[Required work] Recast every line of the rows below as a two-column Markdown table headed Line No. and Text, numbering the lines and skipping blank ones. Omit the pictures.
:: Data provided
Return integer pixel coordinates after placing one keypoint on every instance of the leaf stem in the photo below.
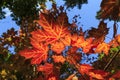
(111, 60)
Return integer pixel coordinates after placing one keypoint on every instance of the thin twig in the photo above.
(111, 60)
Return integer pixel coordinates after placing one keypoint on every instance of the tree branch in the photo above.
(111, 60)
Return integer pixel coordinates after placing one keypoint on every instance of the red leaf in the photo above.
(37, 55)
(98, 74)
(46, 68)
(103, 47)
(84, 68)
(58, 59)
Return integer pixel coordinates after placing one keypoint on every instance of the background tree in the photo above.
(25, 12)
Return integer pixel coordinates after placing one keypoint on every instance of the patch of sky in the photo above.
(7, 23)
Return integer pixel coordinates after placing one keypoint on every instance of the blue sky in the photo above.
(87, 14)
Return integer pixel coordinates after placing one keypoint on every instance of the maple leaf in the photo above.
(58, 59)
(87, 45)
(71, 77)
(116, 76)
(103, 47)
(109, 9)
(37, 55)
(98, 74)
(99, 33)
(58, 47)
(47, 68)
(80, 42)
(77, 40)
(84, 68)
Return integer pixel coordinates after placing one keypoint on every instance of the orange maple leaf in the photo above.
(58, 47)
(47, 68)
(84, 68)
(98, 74)
(103, 47)
(37, 55)
(58, 59)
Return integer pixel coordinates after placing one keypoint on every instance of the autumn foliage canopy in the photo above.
(56, 34)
::::
[Task response]
| Line No. | Text |
|---|---|
| 1 | Return integer pixel coordinates after placing one keypoint on every instance of the leaf stem in the photo below. |
| 2 | (111, 60) |
| 3 | Return integer pixel coordinates after placing one keypoint on every instance of the thin twig in the photo above. |
| 4 | (111, 60) |
| 5 | Return integer pixel coordinates after placing one keypoint on every instance of the tree branch in the photo above. |
| 6 | (111, 60) |
| 7 | Return integer pixel coordinates after placing one keypoint on every instance of the red leaf in the photo above. |
| 8 | (37, 55) |
| 9 | (98, 74) |
| 10 | (46, 68) |
| 11 | (103, 47) |
| 12 | (84, 68) |
| 13 | (58, 59) |
| 14 | Return integer pixel coordinates after placing one keypoint on every instance of the background tree in the photo above. |
| 15 | (25, 12) |
| 16 | Return integer pixel coordinates after placing one keypoint on every instance of the patch of sky in the photo above. |
| 17 | (7, 23) |
| 18 | Return integer pixel coordinates after placing one keypoint on every instance of the blue sky in the photo above. |
| 19 | (87, 14) |
| 20 | Return integer pixel coordinates after placing one keypoint on every instance of the maple leaf in the photo above. |
| 21 | (58, 59) |
| 22 | (87, 45) |
| 23 | (71, 77) |
| 24 | (116, 76) |
| 25 | (103, 47) |
| 26 | (109, 9) |
| 27 | (37, 55) |
| 28 | (98, 74) |
| 29 | (99, 33) |
| 30 | (58, 47) |
| 31 | (47, 68) |
| 32 | (80, 42) |
| 33 | (77, 40) |
| 34 | (84, 68) |
| 35 | Return integer pixel coordinates after placing one keypoint on every instance of the orange maple leaf in the photo above. |
| 36 | (58, 47) |
| 37 | (47, 68) |
| 38 | (84, 68) |
| 39 | (98, 74) |
| 40 | (103, 47) |
| 41 | (37, 55) |
| 42 | (58, 59) |
| 43 | Return integer pixel coordinates after placing one keypoint on every instance of the autumn foliage canopy in the photo above. |
| 44 | (56, 34) |